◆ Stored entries
+++++
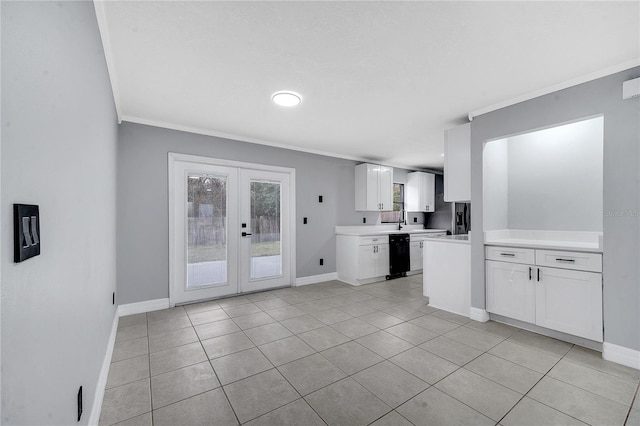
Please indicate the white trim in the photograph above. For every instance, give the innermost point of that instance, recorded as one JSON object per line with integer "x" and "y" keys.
{"x": 621, "y": 355}
{"x": 556, "y": 87}
{"x": 140, "y": 307}
{"x": 174, "y": 157}
{"x": 94, "y": 417}
{"x": 478, "y": 314}
{"x": 313, "y": 279}
{"x": 249, "y": 139}
{"x": 101, "y": 16}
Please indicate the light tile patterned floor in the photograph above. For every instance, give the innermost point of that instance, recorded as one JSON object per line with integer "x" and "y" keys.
{"x": 342, "y": 355}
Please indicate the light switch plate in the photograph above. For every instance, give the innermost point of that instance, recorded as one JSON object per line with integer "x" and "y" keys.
{"x": 26, "y": 232}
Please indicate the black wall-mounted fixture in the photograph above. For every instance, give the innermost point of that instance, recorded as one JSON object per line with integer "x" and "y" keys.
{"x": 26, "y": 232}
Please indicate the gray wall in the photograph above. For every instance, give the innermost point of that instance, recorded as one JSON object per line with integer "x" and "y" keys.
{"x": 441, "y": 218}
{"x": 621, "y": 227}
{"x": 143, "y": 228}
{"x": 58, "y": 151}
{"x": 555, "y": 178}
{"x": 496, "y": 184}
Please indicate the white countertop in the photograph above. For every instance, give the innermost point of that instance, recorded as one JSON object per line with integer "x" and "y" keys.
{"x": 542, "y": 239}
{"x": 457, "y": 239}
{"x": 373, "y": 230}
{"x": 548, "y": 245}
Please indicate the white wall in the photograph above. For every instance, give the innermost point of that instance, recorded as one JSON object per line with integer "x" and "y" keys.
{"x": 550, "y": 179}
{"x": 555, "y": 178}
{"x": 495, "y": 183}
{"x": 621, "y": 227}
{"x": 58, "y": 151}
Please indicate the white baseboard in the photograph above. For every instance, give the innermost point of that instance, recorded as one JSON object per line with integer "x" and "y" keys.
{"x": 140, "y": 307}
{"x": 478, "y": 314}
{"x": 316, "y": 279}
{"x": 621, "y": 355}
{"x": 94, "y": 417}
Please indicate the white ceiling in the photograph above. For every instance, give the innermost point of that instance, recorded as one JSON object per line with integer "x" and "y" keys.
{"x": 380, "y": 80}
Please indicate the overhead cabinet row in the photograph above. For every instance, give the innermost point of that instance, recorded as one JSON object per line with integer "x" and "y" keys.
{"x": 374, "y": 189}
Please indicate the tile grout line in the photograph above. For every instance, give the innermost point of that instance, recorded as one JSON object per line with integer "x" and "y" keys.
{"x": 214, "y": 371}
{"x": 149, "y": 354}
{"x": 635, "y": 396}
{"x": 530, "y": 389}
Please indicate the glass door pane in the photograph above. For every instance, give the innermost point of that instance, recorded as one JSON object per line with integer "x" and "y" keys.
{"x": 266, "y": 248}
{"x": 206, "y": 230}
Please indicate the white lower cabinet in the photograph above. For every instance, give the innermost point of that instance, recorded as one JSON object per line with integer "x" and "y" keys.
{"x": 562, "y": 299}
{"x": 362, "y": 259}
{"x": 416, "y": 249}
{"x": 570, "y": 301}
{"x": 511, "y": 291}
{"x": 373, "y": 261}
{"x": 415, "y": 255}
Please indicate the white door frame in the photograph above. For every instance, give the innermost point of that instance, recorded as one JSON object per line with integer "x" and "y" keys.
{"x": 173, "y": 252}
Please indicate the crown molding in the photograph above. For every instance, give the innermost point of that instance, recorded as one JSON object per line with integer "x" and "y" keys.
{"x": 556, "y": 87}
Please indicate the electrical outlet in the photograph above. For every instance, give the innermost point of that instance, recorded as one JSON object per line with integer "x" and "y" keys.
{"x": 79, "y": 403}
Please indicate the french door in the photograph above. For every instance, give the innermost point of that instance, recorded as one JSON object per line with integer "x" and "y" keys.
{"x": 230, "y": 228}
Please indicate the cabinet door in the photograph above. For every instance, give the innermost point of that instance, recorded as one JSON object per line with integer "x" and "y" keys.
{"x": 429, "y": 192}
{"x": 570, "y": 301}
{"x": 415, "y": 255}
{"x": 367, "y": 260}
{"x": 457, "y": 164}
{"x": 510, "y": 291}
{"x": 420, "y": 192}
{"x": 385, "y": 188}
{"x": 381, "y": 263}
{"x": 373, "y": 174}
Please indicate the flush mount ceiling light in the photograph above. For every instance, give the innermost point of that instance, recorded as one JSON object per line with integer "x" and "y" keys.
{"x": 286, "y": 98}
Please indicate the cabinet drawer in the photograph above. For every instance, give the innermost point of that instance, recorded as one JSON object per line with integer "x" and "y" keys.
{"x": 570, "y": 260}
{"x": 422, "y": 237}
{"x": 369, "y": 241}
{"x": 510, "y": 254}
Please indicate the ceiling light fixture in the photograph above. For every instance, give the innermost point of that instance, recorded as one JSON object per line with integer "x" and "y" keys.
{"x": 286, "y": 98}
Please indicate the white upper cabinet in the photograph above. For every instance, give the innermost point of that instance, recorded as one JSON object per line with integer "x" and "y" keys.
{"x": 374, "y": 187}
{"x": 420, "y": 194}
{"x": 457, "y": 164}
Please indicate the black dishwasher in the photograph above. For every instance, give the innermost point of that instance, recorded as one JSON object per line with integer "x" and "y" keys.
{"x": 398, "y": 255}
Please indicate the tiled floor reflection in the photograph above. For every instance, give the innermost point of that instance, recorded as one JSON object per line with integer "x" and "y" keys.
{"x": 335, "y": 354}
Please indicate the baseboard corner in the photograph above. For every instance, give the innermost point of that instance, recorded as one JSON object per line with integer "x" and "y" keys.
{"x": 313, "y": 279}
{"x": 141, "y": 307}
{"x": 96, "y": 409}
{"x": 478, "y": 314}
{"x": 621, "y": 355}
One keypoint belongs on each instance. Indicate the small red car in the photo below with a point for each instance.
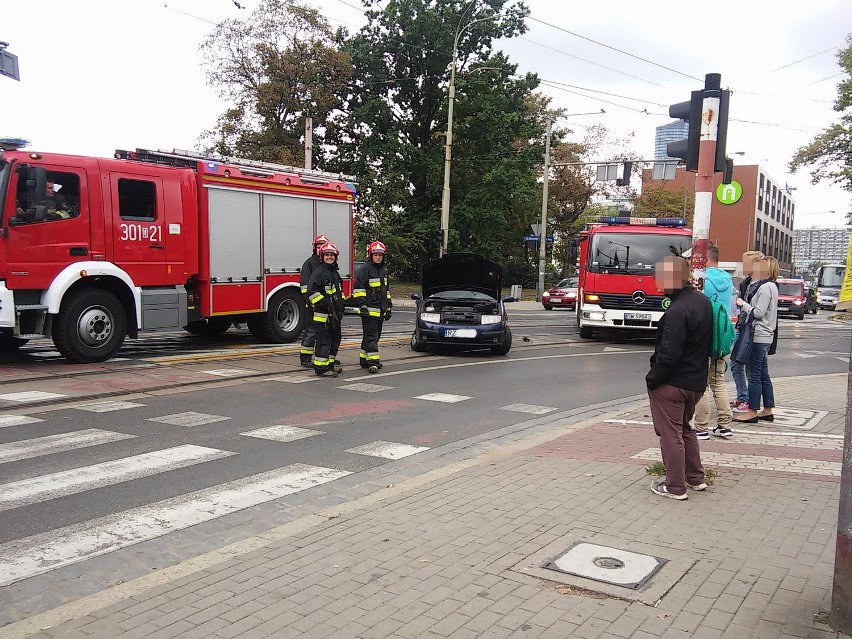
(563, 295)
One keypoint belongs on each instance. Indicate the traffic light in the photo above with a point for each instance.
(687, 149)
(722, 133)
(625, 181)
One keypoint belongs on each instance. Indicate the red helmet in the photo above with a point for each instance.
(328, 247)
(376, 247)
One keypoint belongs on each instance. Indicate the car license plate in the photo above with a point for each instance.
(460, 332)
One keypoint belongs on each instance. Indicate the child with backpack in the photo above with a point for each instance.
(719, 288)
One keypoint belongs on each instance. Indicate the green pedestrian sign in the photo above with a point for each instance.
(729, 193)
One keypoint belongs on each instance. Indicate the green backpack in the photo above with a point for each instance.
(723, 331)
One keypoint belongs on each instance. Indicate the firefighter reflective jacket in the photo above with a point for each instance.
(325, 293)
(371, 289)
(311, 264)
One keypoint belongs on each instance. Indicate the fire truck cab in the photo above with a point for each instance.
(93, 250)
(617, 257)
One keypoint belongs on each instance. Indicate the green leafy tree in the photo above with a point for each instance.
(574, 186)
(278, 67)
(391, 133)
(829, 154)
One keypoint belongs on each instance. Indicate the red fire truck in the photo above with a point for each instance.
(93, 250)
(617, 258)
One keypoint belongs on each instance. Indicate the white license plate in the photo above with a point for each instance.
(460, 332)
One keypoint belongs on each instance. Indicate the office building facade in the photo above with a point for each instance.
(671, 132)
(828, 246)
(761, 220)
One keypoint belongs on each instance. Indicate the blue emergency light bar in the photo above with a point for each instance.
(643, 221)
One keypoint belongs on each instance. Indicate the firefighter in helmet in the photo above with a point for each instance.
(372, 295)
(325, 293)
(311, 264)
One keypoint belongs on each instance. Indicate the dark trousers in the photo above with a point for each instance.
(327, 343)
(372, 327)
(309, 339)
(671, 410)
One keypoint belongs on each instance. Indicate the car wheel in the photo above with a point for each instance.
(90, 327)
(283, 320)
(505, 344)
(418, 345)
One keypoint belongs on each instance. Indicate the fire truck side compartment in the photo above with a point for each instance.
(164, 307)
(288, 228)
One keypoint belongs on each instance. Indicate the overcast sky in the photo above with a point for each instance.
(97, 75)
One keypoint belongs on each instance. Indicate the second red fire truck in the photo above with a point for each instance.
(616, 271)
(94, 250)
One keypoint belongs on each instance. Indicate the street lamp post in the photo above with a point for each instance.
(448, 146)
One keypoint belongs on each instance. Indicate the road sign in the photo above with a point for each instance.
(729, 193)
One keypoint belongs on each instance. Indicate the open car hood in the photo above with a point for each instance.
(462, 272)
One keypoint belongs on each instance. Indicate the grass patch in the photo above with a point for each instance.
(657, 469)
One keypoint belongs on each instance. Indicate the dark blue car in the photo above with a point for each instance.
(460, 305)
+++++
◆ Your objective
Extract every line from the one containing "One keypoint belongs on each instance. Indicate the grass" to the end of the entries, including both of those lines, exactly as given and with nothing added.

◆ Answer for this exercise
One keypoint belongs on each instance. Indicate the grass patch in the photo above with a point for each instance.
(657, 469)
One keypoint belongs on each instance. Indicate the dark blue car in the photo above with a point for each instance.
(460, 305)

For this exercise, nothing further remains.